▶ Your goal: Your task is to write out the lines from the line containing "indicate the cow face, one dot per instance" through the last line of the material, exactly.
----------
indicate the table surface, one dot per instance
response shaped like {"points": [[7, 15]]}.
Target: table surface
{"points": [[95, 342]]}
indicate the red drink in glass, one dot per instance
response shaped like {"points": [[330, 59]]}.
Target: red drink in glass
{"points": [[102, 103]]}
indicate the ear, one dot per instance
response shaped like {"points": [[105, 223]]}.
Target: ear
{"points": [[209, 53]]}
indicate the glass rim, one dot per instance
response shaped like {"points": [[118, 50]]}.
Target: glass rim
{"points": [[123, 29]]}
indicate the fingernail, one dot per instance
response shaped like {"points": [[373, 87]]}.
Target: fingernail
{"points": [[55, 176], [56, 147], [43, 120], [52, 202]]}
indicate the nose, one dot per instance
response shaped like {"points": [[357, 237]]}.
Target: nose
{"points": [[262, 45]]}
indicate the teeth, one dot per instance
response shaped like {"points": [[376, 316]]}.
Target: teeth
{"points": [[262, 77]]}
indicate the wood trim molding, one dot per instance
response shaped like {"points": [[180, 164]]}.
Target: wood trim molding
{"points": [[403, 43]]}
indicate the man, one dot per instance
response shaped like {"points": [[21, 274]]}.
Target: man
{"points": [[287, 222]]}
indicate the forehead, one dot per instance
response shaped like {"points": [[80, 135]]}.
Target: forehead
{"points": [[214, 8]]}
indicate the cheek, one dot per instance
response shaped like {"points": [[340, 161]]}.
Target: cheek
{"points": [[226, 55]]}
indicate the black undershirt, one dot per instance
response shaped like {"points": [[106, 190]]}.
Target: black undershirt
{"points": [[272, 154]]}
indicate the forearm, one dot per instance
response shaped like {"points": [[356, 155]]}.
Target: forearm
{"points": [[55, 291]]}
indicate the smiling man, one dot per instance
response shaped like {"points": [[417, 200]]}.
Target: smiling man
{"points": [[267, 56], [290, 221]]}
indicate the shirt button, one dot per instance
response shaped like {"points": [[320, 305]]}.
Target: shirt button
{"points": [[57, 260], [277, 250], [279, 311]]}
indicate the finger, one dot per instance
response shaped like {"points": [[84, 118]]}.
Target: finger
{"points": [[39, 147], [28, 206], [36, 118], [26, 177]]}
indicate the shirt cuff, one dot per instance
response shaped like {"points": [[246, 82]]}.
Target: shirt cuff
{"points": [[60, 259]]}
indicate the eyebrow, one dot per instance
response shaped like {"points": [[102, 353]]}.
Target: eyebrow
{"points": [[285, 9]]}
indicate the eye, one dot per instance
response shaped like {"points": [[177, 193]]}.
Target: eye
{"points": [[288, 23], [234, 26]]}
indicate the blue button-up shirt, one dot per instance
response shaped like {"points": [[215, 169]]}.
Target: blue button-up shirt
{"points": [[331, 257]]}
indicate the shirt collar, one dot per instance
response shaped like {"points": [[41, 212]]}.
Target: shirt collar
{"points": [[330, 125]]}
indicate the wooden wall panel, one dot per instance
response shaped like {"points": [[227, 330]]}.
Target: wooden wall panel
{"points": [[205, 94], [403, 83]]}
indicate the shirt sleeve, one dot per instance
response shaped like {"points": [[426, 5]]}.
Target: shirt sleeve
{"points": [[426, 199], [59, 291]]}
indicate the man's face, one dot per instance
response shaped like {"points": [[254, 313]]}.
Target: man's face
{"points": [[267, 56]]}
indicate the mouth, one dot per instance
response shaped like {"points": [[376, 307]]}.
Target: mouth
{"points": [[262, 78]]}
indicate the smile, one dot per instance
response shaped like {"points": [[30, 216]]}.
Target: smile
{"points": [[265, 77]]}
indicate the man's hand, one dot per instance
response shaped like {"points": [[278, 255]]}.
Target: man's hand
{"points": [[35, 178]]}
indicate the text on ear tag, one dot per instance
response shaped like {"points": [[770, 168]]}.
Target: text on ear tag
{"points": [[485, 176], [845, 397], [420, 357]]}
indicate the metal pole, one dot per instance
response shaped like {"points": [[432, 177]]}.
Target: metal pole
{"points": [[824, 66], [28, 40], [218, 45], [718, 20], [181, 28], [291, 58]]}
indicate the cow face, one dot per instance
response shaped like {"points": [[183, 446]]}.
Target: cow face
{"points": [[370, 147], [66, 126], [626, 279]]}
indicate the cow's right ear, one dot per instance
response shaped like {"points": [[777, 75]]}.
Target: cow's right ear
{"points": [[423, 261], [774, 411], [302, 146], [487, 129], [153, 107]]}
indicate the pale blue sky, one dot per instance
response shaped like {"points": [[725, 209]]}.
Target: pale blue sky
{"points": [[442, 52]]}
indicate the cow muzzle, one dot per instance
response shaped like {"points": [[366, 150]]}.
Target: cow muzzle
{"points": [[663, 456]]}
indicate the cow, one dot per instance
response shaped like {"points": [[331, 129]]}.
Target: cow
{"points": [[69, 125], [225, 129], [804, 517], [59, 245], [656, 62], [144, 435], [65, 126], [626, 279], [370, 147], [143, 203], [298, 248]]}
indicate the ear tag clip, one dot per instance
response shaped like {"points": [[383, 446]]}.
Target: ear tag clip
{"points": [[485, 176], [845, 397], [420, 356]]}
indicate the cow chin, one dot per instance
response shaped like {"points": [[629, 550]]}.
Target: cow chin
----------
▶ Answer below:
indicate the cow face, one dot per instance
response shaped like {"points": [[183, 446]]}.
Target: cow face
{"points": [[370, 147], [66, 126], [626, 279]]}
indicate the cow's right ear, one dot per instance
response shaped like {"points": [[777, 75]]}.
Target: cow's right ear
{"points": [[423, 261], [774, 411], [302, 146], [487, 129], [153, 107]]}
indicate the pale blue sky, one dot per instance
response shaped like {"points": [[725, 209]]}.
Target: pale blue sky
{"points": [[442, 52]]}
indicate the cow muzzle, one dot per instance
response shaped like {"points": [[366, 150]]}.
Target: cow muzzle
{"points": [[663, 456]]}
indicate the cow, one dot per instance
response shaped like {"points": [[331, 129]]}.
Target: cow
{"points": [[69, 125], [225, 129], [804, 517], [59, 245], [656, 62], [144, 435], [65, 126], [626, 279], [370, 147], [143, 203], [298, 248]]}
indicate the ear tag clip, one dot per instance
response shaped like {"points": [[383, 446]]}.
Target: ear tag clip
{"points": [[485, 176], [845, 397], [420, 356]]}
indicate the cow chin, one dot per instance
response shaped like {"points": [[629, 550]]}.
Target: cow chin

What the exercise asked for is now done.